* Work to complete: Which lines of the entries hold the string "below"? Copy each one.

* Provided records:
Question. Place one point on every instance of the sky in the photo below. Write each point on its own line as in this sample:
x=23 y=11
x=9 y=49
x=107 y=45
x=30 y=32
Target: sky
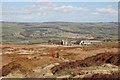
x=59 y=11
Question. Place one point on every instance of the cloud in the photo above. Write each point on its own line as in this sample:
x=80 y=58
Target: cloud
x=59 y=0
x=107 y=10
x=57 y=12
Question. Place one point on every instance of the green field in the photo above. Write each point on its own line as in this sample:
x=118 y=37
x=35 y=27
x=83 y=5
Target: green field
x=18 y=33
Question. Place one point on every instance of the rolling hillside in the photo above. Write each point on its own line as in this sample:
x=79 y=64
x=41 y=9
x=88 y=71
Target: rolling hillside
x=17 y=33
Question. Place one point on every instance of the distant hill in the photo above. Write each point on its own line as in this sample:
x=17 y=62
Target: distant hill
x=22 y=32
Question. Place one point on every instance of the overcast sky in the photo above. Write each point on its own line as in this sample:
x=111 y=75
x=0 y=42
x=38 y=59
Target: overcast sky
x=60 y=11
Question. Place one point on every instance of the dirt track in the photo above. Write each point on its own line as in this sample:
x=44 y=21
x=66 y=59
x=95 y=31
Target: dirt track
x=26 y=58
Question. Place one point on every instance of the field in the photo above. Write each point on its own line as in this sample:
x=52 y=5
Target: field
x=40 y=33
x=27 y=53
x=35 y=61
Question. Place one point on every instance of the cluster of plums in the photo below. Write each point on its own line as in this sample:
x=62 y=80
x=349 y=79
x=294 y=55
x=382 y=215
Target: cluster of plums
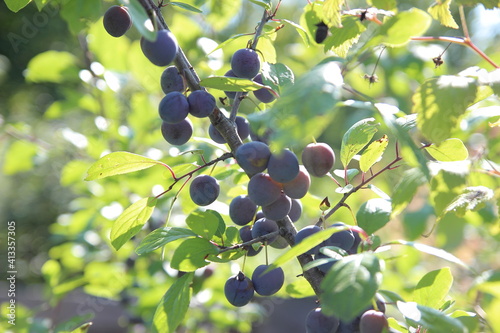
x=277 y=180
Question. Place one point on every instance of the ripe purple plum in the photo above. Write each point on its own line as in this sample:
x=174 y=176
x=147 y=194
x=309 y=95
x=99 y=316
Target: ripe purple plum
x=163 y=50
x=172 y=80
x=283 y=167
x=177 y=134
x=318 y=158
x=204 y=190
x=245 y=63
x=239 y=290
x=173 y=108
x=117 y=21
x=201 y=103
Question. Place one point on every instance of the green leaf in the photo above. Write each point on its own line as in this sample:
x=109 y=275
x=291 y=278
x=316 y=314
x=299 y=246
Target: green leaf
x=162 y=236
x=293 y=120
x=266 y=4
x=230 y=83
x=374 y=214
x=300 y=30
x=433 y=288
x=430 y=319
x=191 y=254
x=350 y=285
x=119 y=163
x=440 y=10
x=406 y=189
x=19 y=157
x=373 y=153
x=140 y=19
x=174 y=305
x=331 y=12
x=79 y=14
x=356 y=138
x=299 y=289
x=450 y=150
x=343 y=38
x=469 y=319
x=82 y=328
x=52 y=66
x=440 y=253
x=204 y=223
x=302 y=247
x=16 y=5
x=186 y=7
x=471 y=198
x=446 y=186
x=398 y=30
x=131 y=221
x=277 y=76
x=440 y=103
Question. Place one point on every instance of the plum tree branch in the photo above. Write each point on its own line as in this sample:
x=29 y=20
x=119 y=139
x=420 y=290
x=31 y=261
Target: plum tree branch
x=229 y=133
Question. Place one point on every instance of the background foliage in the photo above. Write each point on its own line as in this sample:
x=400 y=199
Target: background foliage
x=70 y=93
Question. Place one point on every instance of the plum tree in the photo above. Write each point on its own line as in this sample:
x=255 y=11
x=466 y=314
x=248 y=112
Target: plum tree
x=172 y=80
x=318 y=158
x=253 y=157
x=245 y=63
x=297 y=188
x=343 y=239
x=263 y=190
x=117 y=21
x=283 y=166
x=263 y=227
x=373 y=321
x=239 y=289
x=204 y=190
x=162 y=50
x=242 y=210
x=269 y=283
x=177 y=134
x=173 y=107
x=262 y=94
x=317 y=322
x=201 y=103
x=242 y=127
x=246 y=236
x=295 y=210
x=278 y=209
x=306 y=232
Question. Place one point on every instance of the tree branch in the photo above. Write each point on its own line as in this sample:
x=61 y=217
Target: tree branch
x=228 y=131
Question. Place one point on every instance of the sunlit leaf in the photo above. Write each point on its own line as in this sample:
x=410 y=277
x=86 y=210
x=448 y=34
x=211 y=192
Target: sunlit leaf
x=430 y=319
x=343 y=38
x=440 y=10
x=118 y=163
x=131 y=221
x=373 y=153
x=162 y=236
x=450 y=150
x=174 y=305
x=440 y=103
x=191 y=254
x=185 y=6
x=16 y=5
x=398 y=30
x=356 y=138
x=350 y=285
x=374 y=214
x=470 y=199
x=433 y=288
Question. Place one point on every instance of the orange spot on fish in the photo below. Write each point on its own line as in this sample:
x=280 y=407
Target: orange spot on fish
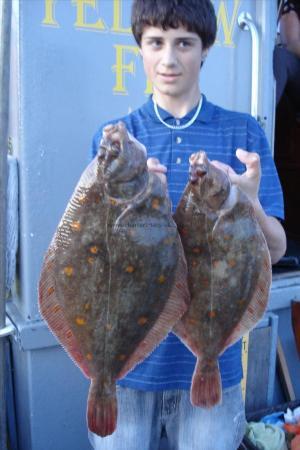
x=68 y=271
x=205 y=282
x=168 y=241
x=142 y=320
x=82 y=199
x=76 y=225
x=50 y=290
x=251 y=310
x=49 y=265
x=155 y=203
x=161 y=279
x=80 y=321
x=183 y=231
x=94 y=249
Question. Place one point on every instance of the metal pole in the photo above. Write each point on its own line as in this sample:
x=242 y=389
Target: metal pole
x=5 y=21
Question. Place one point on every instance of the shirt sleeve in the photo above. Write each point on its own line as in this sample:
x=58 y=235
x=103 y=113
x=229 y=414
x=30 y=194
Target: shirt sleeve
x=270 y=192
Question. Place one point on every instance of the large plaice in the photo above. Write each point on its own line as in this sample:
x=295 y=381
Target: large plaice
x=113 y=281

* Response to this exercise:
Question. Place one point on every instance of the sky in the photo below. Write each point on its own line as in this sample:
Question. Place one point on every instance of the cluster of plums in the photo below. Write each point on its own line as in this sample:
Question. Place one point on every instance of the orange spot on fish in the photo below. Write each point on its own line as in this sample:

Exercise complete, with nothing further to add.